STATED EXERCISE:
Extract every entry word for word.

★ ★ ★ ★ ★

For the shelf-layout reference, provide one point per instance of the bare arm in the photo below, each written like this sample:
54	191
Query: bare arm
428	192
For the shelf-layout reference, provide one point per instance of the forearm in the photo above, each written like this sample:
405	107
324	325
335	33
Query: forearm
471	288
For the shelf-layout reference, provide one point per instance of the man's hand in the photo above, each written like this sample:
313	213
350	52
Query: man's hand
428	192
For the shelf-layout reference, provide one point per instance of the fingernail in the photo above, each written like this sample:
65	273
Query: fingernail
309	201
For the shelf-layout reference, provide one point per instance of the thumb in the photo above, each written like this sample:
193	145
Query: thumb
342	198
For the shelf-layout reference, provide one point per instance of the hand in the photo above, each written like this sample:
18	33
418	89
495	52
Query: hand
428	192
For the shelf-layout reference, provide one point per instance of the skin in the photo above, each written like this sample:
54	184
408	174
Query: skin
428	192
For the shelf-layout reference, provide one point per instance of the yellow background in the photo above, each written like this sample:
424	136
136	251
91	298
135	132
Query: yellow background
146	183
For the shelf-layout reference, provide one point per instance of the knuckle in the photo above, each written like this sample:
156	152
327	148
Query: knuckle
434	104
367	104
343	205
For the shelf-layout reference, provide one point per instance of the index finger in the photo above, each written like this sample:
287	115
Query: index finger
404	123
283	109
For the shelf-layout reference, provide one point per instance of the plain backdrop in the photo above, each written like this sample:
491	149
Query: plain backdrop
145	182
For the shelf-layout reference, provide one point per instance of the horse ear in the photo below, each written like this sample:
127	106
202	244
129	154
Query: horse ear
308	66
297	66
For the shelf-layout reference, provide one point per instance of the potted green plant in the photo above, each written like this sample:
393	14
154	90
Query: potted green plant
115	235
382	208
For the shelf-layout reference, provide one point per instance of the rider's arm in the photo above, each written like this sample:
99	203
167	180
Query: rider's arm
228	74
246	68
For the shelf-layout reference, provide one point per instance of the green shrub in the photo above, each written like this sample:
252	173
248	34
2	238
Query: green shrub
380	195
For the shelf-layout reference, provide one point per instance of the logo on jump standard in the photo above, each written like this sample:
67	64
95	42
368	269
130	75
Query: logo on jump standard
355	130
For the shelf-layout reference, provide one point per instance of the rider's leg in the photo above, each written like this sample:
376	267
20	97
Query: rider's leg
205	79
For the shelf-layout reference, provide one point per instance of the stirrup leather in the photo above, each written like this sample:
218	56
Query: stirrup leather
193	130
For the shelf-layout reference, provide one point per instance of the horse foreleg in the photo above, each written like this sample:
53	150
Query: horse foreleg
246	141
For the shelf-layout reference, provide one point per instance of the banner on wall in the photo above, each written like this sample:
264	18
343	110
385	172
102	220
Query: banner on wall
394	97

★ ★ ★ ★ ★

REPLY:
For the shelf-layout reference, provide one point per instance of the bare arm in the photo below, each written like this sample:
54	191
Query: bare arm
428	192
For the shelf-layout reference, provide one point per instance of the forearm in the photo above, each written like this sample:
405	107
324	325
335	33
Query: forearm
471	288
For the shelf-layout reference, provide one point per instance of the man's hand in the photo above, each written like this sample:
313	213
350	52
Query: man's hand
428	192
For the shelf-layout reference, provide one point per instance of the fingernail in the photo above, each written like this sample:
65	273
Query: fingernail
309	201
For the shelf-layout reference, provide one point per instance of the thumb in the photo above, each written like this sample:
193	145
Query: thumb
342	198
For the shelf-layout reference, provide one point per instance of the hand in the photo above, each written like this sample:
18	33
418	89
495	52
Query: hand
428	192
For the shelf-layout reference, provide one point per instance of the skin in the photo above, each written like this sample:
54	184
408	174
Query: skin
428	192
For the shelf-layout reference, provide one point per instance of the yellow background in the photo above, each written like this sample:
424	136
136	251
91	298
135	132
Query: yellow background
146	183
For the shelf-layout reference, provide one point per instance of the knuckle in the photo above, each written like this sample:
156	152
327	148
Query: knuckle
434	104
367	104
343	205
For the shelf-layout reference, provide one point per instance of the index finger in the photo above, each written like this sample:
287	115
Query: index finger
404	123
283	109
For the shelf-layout reference, provide one point per instance of the plain backdrop in the photo above, each written like this sample:
491	149
Query: plain backdrop
145	182
For the shelf-layout reference, provide one point per instance of the horse ear in the photo below, each written like this sample:
127	106
202	244
129	154
Query: horse ear
308	66
297	66
For the shelf-layout reference, provide one point per instance of the potted green plant in the photo above, each written like this sample:
393	14
154	90
Query: potted green plant
115	235
382	208
For the shelf-layout reference, provide one point per instance of the rider's arm in the photo above, each written like this sample:
99	203
167	180
Query: rider's arm
228	74
246	68
For the shelf-layout reference, provide one point per instance of the green shrub in the photo above, each written like this sample:
252	173
248	34
2	238
Query: green shrub
380	195
For the shelf-layout reference, provide one point per instance of the logo on jump standard in the photo above, each written like this sample:
67	64
95	42
368	269
130	75
Query: logo on jump standard
355	130
For the shelf-layout reference, provide one point per instance of the rider's leg in the photo above, each written like this sample:
376	267
20	97
Query: rider's leg
205	79
For the shelf-layout reference, provide one point per instance of the stirrup leather in the photo above, each written like this sample:
218	56
Query: stirrup leather
193	130
For the shelf-layout reference, provide one point per instance of the horse foreleg in the photo above, each written like this sample:
53	150
Query: horse foreleg
246	141
For the shelf-layout reference, provide one point per instance of the banner on wall in the photo above, each written like this sample:
264	18
343	110
385	172
102	220
Query: banner on wall
394	97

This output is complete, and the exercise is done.